§ **The task**
From the passage on the Shepherd breath-demand ruling, copy the part that opens with the words containing "A further appeal" and closes with "ordered a new trial.", swapping "Saskatchewan Court of Appeal" for "provincial Court of Appeal".

Since the officer did not have the necessary grounds to demand a breath sample, Shepherd’s s.8 Charter rights were breached and the evidence of the breath results were excluded under s.24(2). Furthermore, Shepherd’s explanation also provided a reasonable doubt as to whether he had the intention to evade police when he failed to stop.

A Crown appeal on the impaired driving and over 80mg% charges was unsuccessful. The appeal judge held there was ample evidence to support the finding that the officer did not have objective grounds to make the demand.

A further appeal to the Saskatchewan Court of Appeal succeeded. A majority of the court found the officer had reasonable and probable grounds to believe that Shepherd’s ability to operate a motor vehicle was impaired. The majority held that the trial judge failed to sufficiently consider the officer’s opinion that Shepherd was intoxicated and too much weight to Shepherd’s evidence that he thought the police car was an ambulance. The court ordered a new trial.

Shepherd appealed to the Supreme Court of Canada, arguing the officer lacked the requisite grounds to make a breathalyzer demand, thereby breaching his Charter rights. The high court unanimously dismissed the appeal and confirmed the order for a new trial.

Section 254(3) of the Criminal Code… requires that an officer have reasonable grounds to believe that the suspect has committed an offence under s.253 of the Code (impaired driving or over 80) before making a breathalyzer demand, the court stated.

The requirement in s. 254(3) that reasonable and probable grounds exist is not only a statutory but a constitutional requirement as a precondition to a lawful search and seizure under s. 8 of the Canadian Charter of Rights and Freedoms.

On the issue of reasonable grounds, the resultant breath demand and testing, the court stated:

Where evidence is obtained as a result of a warrantless search or seizure, the onus is on the Crown to show that the search or seizure was reasonable. A search will be reasonable if it is authorized by law, the law itself is reasonable and the manner in which the search was carried out is reasonable. No issue is taken with the manner in which the search was carried out or the reasonableness of the breath demand provisions in the Code. Rather, the only question is whether the arresting officer complied with the statutory pre-conditions for a valid breath demand…

S.254(3) of the Criminal Code requires that the officer have reasonable grounds to believe that within the preceding three hours, the accused has committed, or is committing, an offence under s.253 of the Criminal Code. The onus is on the Crown to prove that the officer had reasonable and probable grounds to make the demand because the Crown seeks to rely on breath samples obtained as a result of a warrantless search. It would also be impractical to place the burden on the accused because evidence of the presence or absence of reasonable and probable grounds is within the “peculiar knowledge” of the Crown.

§ **Given material**

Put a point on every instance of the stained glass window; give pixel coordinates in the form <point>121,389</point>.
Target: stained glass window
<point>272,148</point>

§ **Output of the task**
A further appeal to the provincial Court of Appeal succeeded. A majority of the court found the officer had reasonable and probable grounds to believe that Shepherd’s ability to operate a motor vehicle was impaired. The majority held that the trial judge failed to sufficiently consider the officer’s opinion that Shepherd was intoxicated and too much weight to Shepherd’s evidence that he thought the police car was an ambulance. The court ordered a new trial.